(RECORDS PROVIDED Opens)

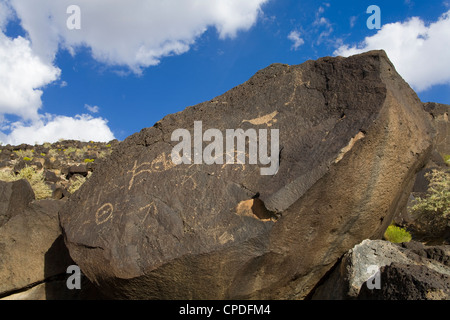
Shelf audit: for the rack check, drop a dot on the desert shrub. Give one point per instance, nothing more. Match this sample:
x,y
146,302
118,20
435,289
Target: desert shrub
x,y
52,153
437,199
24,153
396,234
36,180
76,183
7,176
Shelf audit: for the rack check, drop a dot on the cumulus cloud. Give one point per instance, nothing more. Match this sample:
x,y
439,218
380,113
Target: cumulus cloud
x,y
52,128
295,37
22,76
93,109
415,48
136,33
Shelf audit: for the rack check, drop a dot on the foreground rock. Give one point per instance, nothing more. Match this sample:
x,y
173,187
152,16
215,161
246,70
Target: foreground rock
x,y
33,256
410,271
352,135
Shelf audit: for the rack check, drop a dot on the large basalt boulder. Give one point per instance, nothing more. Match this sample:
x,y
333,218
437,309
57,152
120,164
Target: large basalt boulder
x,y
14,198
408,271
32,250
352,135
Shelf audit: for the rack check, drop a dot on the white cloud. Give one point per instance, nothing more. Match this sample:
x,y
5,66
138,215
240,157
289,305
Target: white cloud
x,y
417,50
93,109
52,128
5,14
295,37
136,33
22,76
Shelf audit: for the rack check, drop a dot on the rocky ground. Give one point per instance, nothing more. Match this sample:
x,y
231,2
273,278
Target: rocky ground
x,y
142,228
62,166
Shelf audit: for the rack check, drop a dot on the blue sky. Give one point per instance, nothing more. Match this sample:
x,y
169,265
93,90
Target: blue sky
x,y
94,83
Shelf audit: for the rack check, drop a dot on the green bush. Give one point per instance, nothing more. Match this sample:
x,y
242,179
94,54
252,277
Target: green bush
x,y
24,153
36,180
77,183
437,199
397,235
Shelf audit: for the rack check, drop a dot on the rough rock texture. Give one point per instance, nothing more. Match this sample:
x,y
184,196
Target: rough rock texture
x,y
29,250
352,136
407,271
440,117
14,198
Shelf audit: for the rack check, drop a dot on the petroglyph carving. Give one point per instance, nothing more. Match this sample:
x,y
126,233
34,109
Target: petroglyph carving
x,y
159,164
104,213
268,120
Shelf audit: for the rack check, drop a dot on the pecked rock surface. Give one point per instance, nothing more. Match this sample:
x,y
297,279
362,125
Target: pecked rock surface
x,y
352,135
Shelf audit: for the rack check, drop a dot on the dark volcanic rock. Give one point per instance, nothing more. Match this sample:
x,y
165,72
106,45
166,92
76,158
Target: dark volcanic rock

(RECORDS PROVIDED Closes)

§ **TASK OBJECTIVE**
Give back the entries verbatim. Do not include any picture.

§ **RESPONSE BELOW**
Shelf audit: for the rack check, drop a dot on the desert shrub. Give one point per instance, nothing more. Match this sample:
x,y
146,302
118,20
435,289
Target: desert shrub
x,y
52,153
437,199
24,153
396,234
36,180
76,183
7,176
Shelf audit: for the rack check, drop a dot on the cumulus cloud. Give one point per instance, nothing more. Match this sample:
x,y
439,218
380,113
Target: cumulus cloud
x,y
52,128
295,37
22,76
93,109
415,48
136,33
Shelf audit: for the rack check, drop a dot on the foreground rock. Give one point per instance, nothing more. Match this sample:
x,y
173,187
152,16
215,161
246,70
Target: foreground rock
x,y
33,256
410,271
352,135
Shelf audit: for the rack check, drop a dot on the large basalt boulder. Give one point per instance, nothing more. Match this sample:
x,y
333,218
437,309
57,152
120,164
Target: large basalt boulder
x,y
14,198
408,271
32,250
352,135
Shelf audit: for the rack check, drop a dot on the white cloud. Give one point per instance, nothing more. Match this sample:
x,y
5,66
138,215
240,157
289,305
Target: white cloud
x,y
417,50
93,109
52,128
5,14
295,37
136,33
22,76
Shelf audit: for the rack check, drop a dot on the rocky ground. Give one point per instance, nothing more. Match this sample:
x,y
231,2
273,278
Target: rocky ground
x,y
142,228
62,166
Shelf audit: for the rack check, drop a dot on the blue sky. Give one point per instance, nothing more. Match this sample:
x,y
169,265
93,90
Target: blue sky
x,y
94,83
Shelf audit: for the rack check, drop a dot on the green bush. Give one point per instance, nothing more. Match this sample:
x,y
242,179
94,54
252,277
Target: green bush
x,y
24,153
36,180
77,183
437,199
397,235
Shelf audit: for the rack check, drop a dot on the rough rock texture. Give one point per instance, nothing more. Match this sample:
x,y
184,196
Target: rough rock texture
x,y
29,250
352,136
407,271
440,117
14,198
Shelf audit: for the rack check, drop a dot on the petroglyph carving. Give one point per instance, nothing more. Match this sample:
x,y
126,233
34,109
Target: petroglyph carving
x,y
159,164
104,213
268,120
Shelf audit: for the rack check, drop a dot on the pecked rock surface. Give one point per instance, nothing more. Match this sample:
x,y
297,279
362,125
Target: pecked rock surface
x,y
352,135
Shelf audit: for the rack check, drop a dot on the dark volcanic rock. Give one point per instance, nothing more. Match this sample:
x,y
165,72
106,45
166,92
76,158
Target: dark volcanic rock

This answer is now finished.